Problem description:
Repeat the lines below word for word, from the line with "Where can the treeline" to the line with "<point>337,294</point>", including both of those lines.
====== Recorded data ======
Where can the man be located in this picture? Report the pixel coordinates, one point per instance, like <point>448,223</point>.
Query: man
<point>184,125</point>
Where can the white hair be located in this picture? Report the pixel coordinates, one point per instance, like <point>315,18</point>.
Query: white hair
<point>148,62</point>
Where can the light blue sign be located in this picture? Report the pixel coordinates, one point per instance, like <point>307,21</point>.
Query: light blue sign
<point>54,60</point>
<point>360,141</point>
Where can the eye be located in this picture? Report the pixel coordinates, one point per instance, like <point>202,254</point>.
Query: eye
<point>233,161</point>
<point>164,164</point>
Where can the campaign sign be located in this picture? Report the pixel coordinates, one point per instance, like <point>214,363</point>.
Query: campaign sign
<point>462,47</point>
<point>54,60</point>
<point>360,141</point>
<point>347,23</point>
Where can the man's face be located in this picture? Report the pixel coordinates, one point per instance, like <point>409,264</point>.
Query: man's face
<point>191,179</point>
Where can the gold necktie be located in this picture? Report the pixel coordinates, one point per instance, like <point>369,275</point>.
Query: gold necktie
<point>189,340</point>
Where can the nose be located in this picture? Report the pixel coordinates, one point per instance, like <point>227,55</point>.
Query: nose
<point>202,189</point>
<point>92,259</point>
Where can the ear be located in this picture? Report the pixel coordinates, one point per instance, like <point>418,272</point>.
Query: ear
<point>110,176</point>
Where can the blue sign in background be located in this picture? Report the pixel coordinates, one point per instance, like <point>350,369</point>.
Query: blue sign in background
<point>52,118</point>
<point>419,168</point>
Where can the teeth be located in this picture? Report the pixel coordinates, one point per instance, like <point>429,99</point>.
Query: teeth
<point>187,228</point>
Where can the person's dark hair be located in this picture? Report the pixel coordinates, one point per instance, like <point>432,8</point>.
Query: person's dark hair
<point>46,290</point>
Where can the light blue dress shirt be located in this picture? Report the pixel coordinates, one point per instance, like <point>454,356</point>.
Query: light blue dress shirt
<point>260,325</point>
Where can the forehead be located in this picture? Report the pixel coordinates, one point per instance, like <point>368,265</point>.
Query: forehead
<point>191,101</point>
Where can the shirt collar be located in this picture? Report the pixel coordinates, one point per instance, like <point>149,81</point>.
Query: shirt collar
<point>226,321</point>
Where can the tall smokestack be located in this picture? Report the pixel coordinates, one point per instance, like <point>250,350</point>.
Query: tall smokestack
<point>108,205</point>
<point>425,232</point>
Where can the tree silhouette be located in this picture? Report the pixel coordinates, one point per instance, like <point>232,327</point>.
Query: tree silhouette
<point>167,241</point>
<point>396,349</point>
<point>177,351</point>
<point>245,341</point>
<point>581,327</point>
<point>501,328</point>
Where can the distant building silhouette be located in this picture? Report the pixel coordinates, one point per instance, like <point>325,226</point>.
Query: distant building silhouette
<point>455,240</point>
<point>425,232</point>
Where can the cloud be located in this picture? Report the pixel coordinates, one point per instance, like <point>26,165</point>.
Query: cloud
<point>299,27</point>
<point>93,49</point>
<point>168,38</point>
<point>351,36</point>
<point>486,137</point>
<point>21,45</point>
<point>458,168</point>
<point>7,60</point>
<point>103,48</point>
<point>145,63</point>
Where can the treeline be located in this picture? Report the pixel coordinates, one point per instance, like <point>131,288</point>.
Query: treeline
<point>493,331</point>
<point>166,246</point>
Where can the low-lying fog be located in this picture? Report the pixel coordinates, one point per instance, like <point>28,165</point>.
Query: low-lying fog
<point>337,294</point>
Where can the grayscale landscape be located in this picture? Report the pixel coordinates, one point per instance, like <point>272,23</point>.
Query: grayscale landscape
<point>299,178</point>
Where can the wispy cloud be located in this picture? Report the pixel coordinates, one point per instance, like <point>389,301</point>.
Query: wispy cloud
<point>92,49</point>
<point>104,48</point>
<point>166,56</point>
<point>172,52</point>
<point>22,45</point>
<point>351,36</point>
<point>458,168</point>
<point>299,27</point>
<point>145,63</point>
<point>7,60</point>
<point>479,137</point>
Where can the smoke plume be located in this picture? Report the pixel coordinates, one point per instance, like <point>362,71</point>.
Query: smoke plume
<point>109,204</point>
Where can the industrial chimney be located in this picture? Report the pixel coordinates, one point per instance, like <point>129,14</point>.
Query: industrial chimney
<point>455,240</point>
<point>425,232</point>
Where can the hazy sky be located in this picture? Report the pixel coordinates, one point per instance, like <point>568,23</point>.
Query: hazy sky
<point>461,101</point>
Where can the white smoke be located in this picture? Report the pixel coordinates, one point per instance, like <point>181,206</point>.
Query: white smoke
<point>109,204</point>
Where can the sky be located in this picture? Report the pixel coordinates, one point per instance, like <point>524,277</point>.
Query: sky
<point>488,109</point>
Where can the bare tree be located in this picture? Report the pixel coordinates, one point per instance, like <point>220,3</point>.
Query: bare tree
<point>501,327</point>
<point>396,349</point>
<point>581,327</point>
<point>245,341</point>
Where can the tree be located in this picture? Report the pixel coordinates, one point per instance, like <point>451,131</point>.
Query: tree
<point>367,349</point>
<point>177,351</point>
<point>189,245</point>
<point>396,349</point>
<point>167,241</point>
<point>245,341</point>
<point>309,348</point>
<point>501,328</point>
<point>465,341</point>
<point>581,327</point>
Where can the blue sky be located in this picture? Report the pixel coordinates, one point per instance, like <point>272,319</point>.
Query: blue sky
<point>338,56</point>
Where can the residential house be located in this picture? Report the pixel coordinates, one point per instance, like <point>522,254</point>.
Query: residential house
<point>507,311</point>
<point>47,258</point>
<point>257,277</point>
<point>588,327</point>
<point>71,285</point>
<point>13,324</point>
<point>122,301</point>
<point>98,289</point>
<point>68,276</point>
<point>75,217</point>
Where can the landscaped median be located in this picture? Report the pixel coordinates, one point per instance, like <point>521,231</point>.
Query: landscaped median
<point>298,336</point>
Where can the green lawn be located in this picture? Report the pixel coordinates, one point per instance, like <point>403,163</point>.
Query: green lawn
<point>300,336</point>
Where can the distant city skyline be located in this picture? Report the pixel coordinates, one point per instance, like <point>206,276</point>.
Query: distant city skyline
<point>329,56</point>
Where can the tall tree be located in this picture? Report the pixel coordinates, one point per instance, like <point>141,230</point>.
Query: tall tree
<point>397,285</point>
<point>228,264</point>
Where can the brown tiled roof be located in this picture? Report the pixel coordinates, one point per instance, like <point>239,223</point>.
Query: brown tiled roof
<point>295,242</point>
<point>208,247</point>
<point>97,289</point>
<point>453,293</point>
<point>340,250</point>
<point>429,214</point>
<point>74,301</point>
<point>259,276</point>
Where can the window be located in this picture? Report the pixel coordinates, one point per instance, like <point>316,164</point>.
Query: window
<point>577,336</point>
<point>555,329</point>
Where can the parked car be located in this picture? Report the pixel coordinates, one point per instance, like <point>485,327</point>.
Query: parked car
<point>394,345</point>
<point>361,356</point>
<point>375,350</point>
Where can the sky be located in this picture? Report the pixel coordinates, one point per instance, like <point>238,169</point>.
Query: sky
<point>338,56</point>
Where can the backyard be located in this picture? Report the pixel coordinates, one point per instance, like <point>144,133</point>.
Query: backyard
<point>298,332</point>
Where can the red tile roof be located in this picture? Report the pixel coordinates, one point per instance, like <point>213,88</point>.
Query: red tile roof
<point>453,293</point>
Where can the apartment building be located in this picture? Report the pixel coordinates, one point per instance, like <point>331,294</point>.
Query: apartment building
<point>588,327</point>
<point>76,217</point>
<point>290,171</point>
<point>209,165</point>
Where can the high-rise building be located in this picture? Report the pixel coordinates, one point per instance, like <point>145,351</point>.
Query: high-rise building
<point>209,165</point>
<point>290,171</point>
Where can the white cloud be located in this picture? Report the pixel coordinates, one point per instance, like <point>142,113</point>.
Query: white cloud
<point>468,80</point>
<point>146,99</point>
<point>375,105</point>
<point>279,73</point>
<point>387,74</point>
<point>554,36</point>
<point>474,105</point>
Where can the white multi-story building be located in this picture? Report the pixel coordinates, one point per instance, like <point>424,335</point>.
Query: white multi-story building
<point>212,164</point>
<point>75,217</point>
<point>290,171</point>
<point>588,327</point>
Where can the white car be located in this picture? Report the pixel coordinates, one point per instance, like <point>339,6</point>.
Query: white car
======
Finished task:
Where can the treeline be located in this picture? Report the pixel coordinates, one point per instance, like <point>131,288</point>.
Query: treeline
<point>493,331</point>
<point>166,246</point>
Where can the low-lying fog be located in this picture? Report the pixel coordinates, one point per instance, like <point>28,165</point>.
Query: low-lying fog
<point>337,294</point>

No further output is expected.